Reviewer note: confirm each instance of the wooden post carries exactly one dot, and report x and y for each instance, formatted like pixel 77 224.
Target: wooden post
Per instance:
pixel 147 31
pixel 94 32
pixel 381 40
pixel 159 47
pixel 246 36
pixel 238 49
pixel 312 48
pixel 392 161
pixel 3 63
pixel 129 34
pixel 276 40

──────────────────────────────

• _PROBLEM TO WORK ON_
Reproduce the material above line for line, with no changes to any character.

• _THE RESPONSE_
Reviewer note: confirm each instance of the wooden post carries exactly one dot, and report x and y for each instance, formatted like pixel 77 224.
Target: wooden post
Per instance:
pixel 147 31
pixel 94 32
pixel 381 40
pixel 159 47
pixel 246 36
pixel 238 49
pixel 312 48
pixel 392 161
pixel 3 63
pixel 129 34
pixel 276 40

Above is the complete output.